**Page excerpt**.
****************
- Birth name: Jean-Luc Adenrele Ibrahim Koko Uddoh
- Born: 1998 (age 26–27) Benin City, Nigeria
- Genres: Hip hop
- Occupation: Rapper
- Years active: 2016–present
- Labels: JYellowL Records

= JyellowL =

Jean-Luc Adenrele Ibrahim Koko Uddoh (born 1998), known by the stage name JyellowL (pronounced "J-yellow-L"), is a Nigerian-Irish rapper.

==Early and personal life==
Uddoh was born in Nigeria to a family of Nigerian and Afro-Jamaican ancestry. He lived with his father in Benin City before moving to Blanchardstown, Ireland aged 14 to live with his mother. He attended Luttrellstown Community College and The Institute of Education and studied for a politics degree at University College Dublin.

He was involved in organising Irish Black Lives Matter protests.
****************
**Supplied material**.
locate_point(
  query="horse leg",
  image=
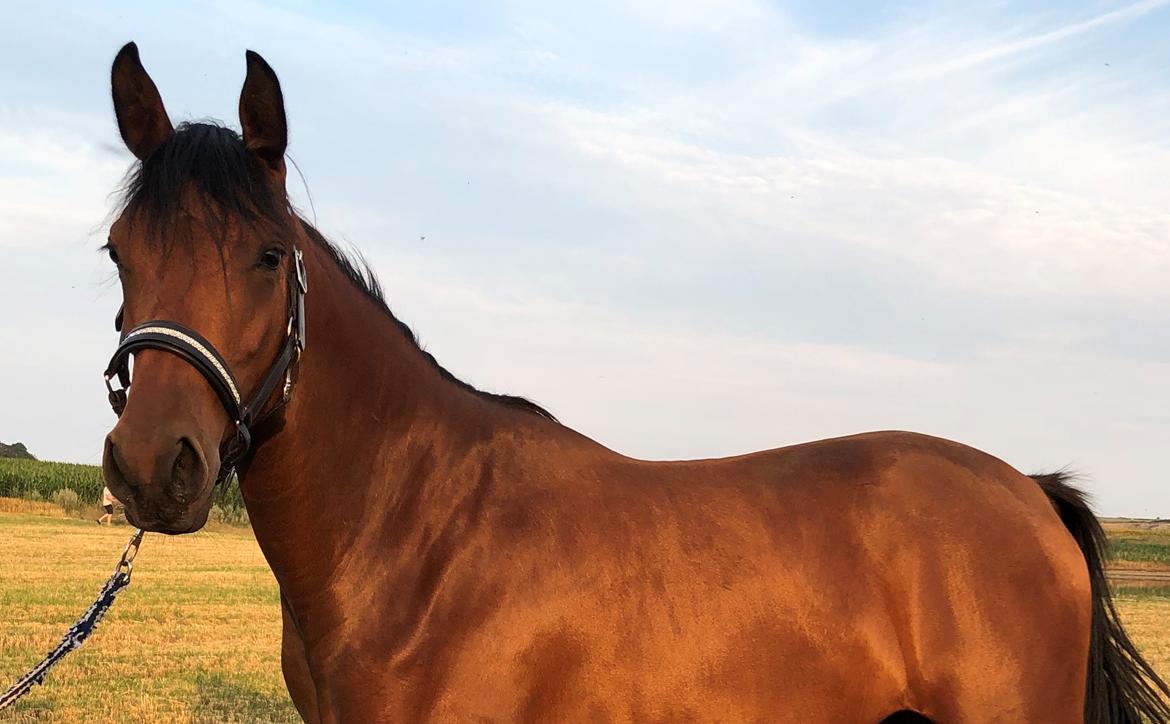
****************
**Brief**. According to the JyellowL biography, where did Uddoh move at age 14, and whom did he live with there?

**Solution for this exercise**. He moved to Blanchardstown, Ireland, to live with his mother.